Task statement - Please retype all the records below exactly as they read.

——

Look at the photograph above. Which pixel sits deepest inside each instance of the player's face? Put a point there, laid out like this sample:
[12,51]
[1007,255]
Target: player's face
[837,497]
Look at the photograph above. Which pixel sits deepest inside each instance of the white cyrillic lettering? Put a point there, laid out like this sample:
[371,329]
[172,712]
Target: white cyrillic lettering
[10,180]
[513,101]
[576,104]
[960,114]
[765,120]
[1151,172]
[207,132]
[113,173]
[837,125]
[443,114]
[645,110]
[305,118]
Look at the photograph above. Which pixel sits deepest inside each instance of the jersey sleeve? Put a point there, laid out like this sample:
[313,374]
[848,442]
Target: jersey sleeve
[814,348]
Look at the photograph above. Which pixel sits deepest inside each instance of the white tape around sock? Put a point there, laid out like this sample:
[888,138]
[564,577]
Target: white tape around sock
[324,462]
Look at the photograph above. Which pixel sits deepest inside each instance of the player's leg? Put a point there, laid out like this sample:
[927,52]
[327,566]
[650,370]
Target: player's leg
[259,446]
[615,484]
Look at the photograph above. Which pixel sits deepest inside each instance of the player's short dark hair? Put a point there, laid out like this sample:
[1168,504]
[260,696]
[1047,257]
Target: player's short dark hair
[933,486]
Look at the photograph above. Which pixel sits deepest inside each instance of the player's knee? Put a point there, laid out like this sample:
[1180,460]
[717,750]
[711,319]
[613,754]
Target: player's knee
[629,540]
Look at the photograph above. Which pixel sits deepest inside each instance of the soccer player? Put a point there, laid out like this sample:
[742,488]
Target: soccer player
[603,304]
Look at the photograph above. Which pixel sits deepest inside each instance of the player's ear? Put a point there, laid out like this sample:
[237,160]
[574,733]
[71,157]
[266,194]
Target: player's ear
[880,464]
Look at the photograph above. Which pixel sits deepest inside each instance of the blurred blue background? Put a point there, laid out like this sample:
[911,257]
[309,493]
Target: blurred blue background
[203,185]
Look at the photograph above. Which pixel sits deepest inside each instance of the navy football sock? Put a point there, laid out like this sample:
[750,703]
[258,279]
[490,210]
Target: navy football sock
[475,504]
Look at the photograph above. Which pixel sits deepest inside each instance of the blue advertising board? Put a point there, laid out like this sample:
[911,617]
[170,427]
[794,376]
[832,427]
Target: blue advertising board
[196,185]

——

Result -
Look at the photograph above. Which pixel sits deepest inside each instance of the player's face? Put a point there, laid out like this sample:
[12,51]
[1007,255]
Target: player's face
[837,497]
Look at the photograph above. Which pixel sits deepest inside each instance of the white cyrillic lettering? Put a point there, laid out like this sample:
[371,329]
[172,712]
Target: white cyrillic lettering
[10,180]
[513,101]
[576,104]
[960,114]
[765,120]
[1151,172]
[207,132]
[113,173]
[837,125]
[443,114]
[645,110]
[305,118]
Look at the photograph above. Which pixel sits deepest inside each instance of the jersey sleeve? Put a point there, laid out like this sample:
[313,374]
[848,442]
Target: jersey sleeve
[814,348]
Look at the photograph above. Which pixel sits deepest inside each instance of the white tape around sock? Put a point there, laid out like this sample:
[888,138]
[564,577]
Target: white tape around sock
[324,462]
Look at the photograph above. Which pixel sits deepest inside each instance of the player's leg? Put a point there, laid out like this sample:
[927,52]
[327,566]
[650,370]
Target: player's leg
[259,446]
[615,484]
Look at the photograph above. Which pixel sits deepest inside each instance of the player's short dark hair? Put a point there, laid out like this sample:
[1168,504]
[260,696]
[1047,257]
Target: player's short dark hair
[933,486]
Look at the photograph above. Which pixel sits deepest inside each instance of the player's knee? Put a point there, laid out like this sample:
[1180,460]
[717,750]
[711,319]
[613,754]
Target: player's knee
[629,540]
Look at the photograph above. Which pixel sits deepest inside each instance of the soccer player? Put a point there, laid out like this sample:
[742,488]
Target: soccer player
[603,304]
Look at the photograph above. Which pixel sits deepest inside each instance of the player's ear? Put a point there, laid out like this sample:
[237,160]
[574,733]
[71,157]
[266,194]
Target: player's ear
[880,464]
Look at the photograph above. Which pixel sits deepest inside each instance of the blurred blue background? Put a point there, laid out like this sample:
[911,257]
[309,493]
Target: blurred blue background
[203,185]
Look at the photograph above. Which pixel sits deepest inside each instance of the navy football sock? Put a point there, laid out like this sample:
[750,703]
[258,279]
[490,210]
Target: navy football sock
[475,504]
Look at the photograph above. Which pixel sits deepest inside each instance of the blue advertising board? Put a point there, laid out like this sample:
[911,617]
[170,427]
[794,376]
[832,427]
Target: blue advertising board
[196,185]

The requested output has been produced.